Please copy exactly the lines that begin with the one containing "Where can the pale" and end with the last line of the entries.

-- start RECORD LIST --

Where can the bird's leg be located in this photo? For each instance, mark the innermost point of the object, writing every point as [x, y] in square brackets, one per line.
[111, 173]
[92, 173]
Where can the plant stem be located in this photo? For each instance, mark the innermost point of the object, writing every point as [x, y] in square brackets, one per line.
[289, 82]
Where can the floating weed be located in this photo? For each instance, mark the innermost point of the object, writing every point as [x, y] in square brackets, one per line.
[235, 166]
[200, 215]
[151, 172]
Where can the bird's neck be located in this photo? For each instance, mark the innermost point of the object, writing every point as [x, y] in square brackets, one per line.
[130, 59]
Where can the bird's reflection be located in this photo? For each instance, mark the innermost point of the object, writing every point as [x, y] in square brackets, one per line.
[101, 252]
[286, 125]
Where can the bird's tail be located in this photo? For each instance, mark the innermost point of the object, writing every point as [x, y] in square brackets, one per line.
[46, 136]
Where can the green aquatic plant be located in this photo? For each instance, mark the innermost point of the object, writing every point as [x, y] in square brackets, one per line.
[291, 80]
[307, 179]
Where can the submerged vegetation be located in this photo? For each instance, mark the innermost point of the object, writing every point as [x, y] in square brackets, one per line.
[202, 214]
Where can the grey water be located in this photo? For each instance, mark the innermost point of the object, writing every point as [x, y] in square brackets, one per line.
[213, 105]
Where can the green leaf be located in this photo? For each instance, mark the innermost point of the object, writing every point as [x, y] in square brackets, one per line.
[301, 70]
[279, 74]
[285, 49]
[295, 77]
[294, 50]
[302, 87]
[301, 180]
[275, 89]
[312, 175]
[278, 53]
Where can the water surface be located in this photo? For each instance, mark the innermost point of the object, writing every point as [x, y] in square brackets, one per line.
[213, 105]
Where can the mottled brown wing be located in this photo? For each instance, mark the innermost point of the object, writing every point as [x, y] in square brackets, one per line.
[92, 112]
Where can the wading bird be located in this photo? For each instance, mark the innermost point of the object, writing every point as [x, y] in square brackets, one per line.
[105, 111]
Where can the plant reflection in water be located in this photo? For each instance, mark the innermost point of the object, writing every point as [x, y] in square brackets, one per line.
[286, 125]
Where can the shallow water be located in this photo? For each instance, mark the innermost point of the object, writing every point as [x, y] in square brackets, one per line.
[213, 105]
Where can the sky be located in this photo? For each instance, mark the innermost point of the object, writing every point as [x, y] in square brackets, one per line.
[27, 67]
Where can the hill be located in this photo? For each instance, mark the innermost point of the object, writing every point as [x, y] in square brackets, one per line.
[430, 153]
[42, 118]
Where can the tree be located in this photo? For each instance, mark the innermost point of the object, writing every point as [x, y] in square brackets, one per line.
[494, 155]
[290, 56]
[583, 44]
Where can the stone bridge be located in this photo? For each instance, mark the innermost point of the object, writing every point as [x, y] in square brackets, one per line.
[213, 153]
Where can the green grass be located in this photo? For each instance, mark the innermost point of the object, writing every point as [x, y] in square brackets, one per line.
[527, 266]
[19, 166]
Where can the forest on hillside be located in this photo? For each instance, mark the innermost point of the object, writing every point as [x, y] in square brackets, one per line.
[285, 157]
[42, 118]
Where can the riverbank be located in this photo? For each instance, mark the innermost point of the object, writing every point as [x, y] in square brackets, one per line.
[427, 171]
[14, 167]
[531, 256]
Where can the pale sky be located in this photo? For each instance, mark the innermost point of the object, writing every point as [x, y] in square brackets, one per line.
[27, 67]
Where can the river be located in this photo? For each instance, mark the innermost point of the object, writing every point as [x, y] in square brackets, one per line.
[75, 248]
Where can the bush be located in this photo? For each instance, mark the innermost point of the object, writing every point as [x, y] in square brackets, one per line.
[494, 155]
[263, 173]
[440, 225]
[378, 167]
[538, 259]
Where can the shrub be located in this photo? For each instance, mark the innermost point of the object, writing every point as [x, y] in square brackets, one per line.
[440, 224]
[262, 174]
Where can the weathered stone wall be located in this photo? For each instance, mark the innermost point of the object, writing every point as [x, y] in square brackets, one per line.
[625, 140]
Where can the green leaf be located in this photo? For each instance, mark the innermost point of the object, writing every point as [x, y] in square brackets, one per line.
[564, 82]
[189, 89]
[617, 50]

-- end RECORD LIST --

ANSWER:
Where can the pale sky be located in this photo? For each instance, mark the innermost point of the object, writing every point as [x, y] in square brackets, one per line.
[27, 67]
Where can the river be located in this photo? For each instance, mark the innermost point of the object, writing every point as [x, y] in square brackets, one per line.
[75, 248]
Where can the bush be located in this photo? For each instance, mark the innermost point of the object, writing every point as [x, y] in square brackets, one per line.
[494, 155]
[263, 173]
[440, 225]
[378, 167]
[538, 259]
Where can the shrub be located in this photo? For each instance, mark the innermost point of the object, writing every point as [x, y] in square brackets, one per line.
[440, 224]
[262, 174]
Where can the weathered stone wall be located in this photo? For each instance, mark the innermost point of the object, writing every point as [x, y] in square brackets, one per line.
[625, 140]
Where can the green leaf be located in this photo? For each instance, mark the innermost point of the object, writing every point as [x, y] in square brackets, one per line.
[564, 82]
[189, 89]
[617, 50]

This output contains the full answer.